[Supplied text]
Bringin math to social problems

Do not try and bend the spoon. That’s impossible. Instead… only try to realize the truth.

Encryption and Hashing

At the bottom (or as deep as I am willing to go right now) we have encryption and hashing. Both of these patterns use cryptography to provide some guarantees which are simple to understand, even if how they are being guaranteed is a little on the mind-bending side. These guarantees might seem just neat at first, but when combined, create tools which are used everywhere today and have endless potential.

Encryption is a mapping of any piece of data and a key to another piece of data: data + key => other_data. But encryption provides some interesting guarantees (backed by the maths) about this relationship.

+-------------+   +---------------+
|             |   |               |
| data1+key---+---+-->other_data1 |
|             |   |               |
|             |   |               |
|  data2+key--+---+-->other_data2 |
|             |   |               |
|             |   |               |
| data3+key---+---+-->other_data3 |
|             |   |               |
|             |   |               |
|  data4+key--+---+-->other_data4 |
|             |   |               |
+-------------+   +---------------+

Encryption is a one-to-one relationship.

  1. It is impossible to calculate the original data from other_data without the key.
  2. It is impractical to even try guessing (would take mind-bending amounts of time).
  3. Changing the input data or key just a little, results in a completely different output.

So encryption is a practical way to scramble data.

Hashing is a mapping of any piece of data to a much smaller (fixed sized, really tiny) piece of data: data => small_data. Hashing has similar guarantees to encryption, with a twist of its own.

+----------+     +----------------+
|          |     |                |
|  data1---+--+--+-->small_data1  |
|          |  |  |                |
|          |  |  |                |
|  data2---+--+  |                |
|          |     |                |
|          |     |                |
|   data3--+-----+-->small_data2  |
|          |     |                |
|          |     |                |
| data4----+-----+--->small_data3 |
|          |     |                |
+----------+     +----------------+

Hashing is a many-to-one relationship.

  1. Like encryption, it’s impossible to calculate data from small_data.
  2. Also impractical to even try guessing.
  3. Changing the input data just a little also results in a completely different output.

What is the twist? That many-to-one relation implies that different input data maps to same output. A collision! But, and we have to trust the mind-bending maths again here, the chances of a collision are just so, so, so, SO small…we just don’t worry about it.

So hashing is a practical way to identify data.

symmetric and asymmetric

Encryption comes in two forms: symmetric and asymmetric. These have to do with the type of key used in the mapping.

Symmetric is when the same key is used to encrypt and decrypt the data. This is straightforward to understand, but limits the use cases. One of the obvious use cases of encryption is to transfer date without others being able to read it. The data is safe to transfer since it’s scrambled, but how do you transfer the key?

Enter asymmetric encryption. Asymmetric encryption uses more of that mind-bending maths to create two keys which have a nifty relationship: encryption with one can only be decrypted with the other. The “how do you transfer the key?” question can now be answered:

  1. The data recipient (let’s call her Alice) sends her first key (let’s call it her public key) to the data sender (let’s call him Bob).

(Recorded data)
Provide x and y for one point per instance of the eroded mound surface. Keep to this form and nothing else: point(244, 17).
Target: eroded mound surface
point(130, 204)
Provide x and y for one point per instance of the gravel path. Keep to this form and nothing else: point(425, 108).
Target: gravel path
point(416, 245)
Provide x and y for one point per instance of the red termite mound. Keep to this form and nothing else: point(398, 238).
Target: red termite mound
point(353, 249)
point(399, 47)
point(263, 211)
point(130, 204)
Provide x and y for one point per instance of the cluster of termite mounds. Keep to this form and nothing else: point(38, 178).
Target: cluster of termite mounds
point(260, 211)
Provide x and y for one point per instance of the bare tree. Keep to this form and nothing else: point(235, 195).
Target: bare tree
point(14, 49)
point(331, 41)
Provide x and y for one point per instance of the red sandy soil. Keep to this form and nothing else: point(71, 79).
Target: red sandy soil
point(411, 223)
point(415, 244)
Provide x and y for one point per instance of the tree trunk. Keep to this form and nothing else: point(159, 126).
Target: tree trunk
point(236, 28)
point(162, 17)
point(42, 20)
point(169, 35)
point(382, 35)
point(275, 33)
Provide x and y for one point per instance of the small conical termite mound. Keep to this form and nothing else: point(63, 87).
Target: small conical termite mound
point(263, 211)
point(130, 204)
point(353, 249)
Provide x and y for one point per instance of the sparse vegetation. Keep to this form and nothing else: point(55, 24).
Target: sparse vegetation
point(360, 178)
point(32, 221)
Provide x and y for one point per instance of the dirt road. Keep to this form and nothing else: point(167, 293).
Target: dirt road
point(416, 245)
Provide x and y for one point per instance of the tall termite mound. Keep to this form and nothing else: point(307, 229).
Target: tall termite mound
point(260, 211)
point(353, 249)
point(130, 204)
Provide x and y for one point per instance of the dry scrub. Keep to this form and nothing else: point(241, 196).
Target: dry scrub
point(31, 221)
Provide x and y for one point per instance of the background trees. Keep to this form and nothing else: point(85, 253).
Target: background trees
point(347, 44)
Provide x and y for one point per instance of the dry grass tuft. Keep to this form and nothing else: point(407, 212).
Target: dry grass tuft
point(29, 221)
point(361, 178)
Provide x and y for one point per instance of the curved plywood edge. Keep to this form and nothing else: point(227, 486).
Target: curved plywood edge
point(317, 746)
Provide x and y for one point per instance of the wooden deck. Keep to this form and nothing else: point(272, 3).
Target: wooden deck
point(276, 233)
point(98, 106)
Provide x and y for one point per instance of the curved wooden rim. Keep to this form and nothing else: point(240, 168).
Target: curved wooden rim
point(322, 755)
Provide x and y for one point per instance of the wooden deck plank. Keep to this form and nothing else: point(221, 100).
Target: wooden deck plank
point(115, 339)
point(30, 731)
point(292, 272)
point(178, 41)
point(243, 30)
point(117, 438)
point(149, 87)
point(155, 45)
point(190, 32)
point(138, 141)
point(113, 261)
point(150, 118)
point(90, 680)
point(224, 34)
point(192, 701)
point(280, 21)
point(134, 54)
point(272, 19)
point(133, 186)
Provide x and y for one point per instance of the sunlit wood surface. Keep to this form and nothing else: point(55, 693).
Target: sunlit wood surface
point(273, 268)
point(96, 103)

[To do]
1 > Reproduce the encryption and hashing text from "What is the" to "to identify data.", word for word.
2 > In the encryption and hashing text, what kind of relationship is hashing said to be?

[Answer set]
1 >
What is the twist? That many-to-one relation implies that different input data maps to same output. A collision! But, and we have to trust the mind-bending maths again here, the chances of a collision are just so, so, so, SO small…we just don’t worry about it.

So hashing is a practical way to identify data.

2 > A many-to-one relationship.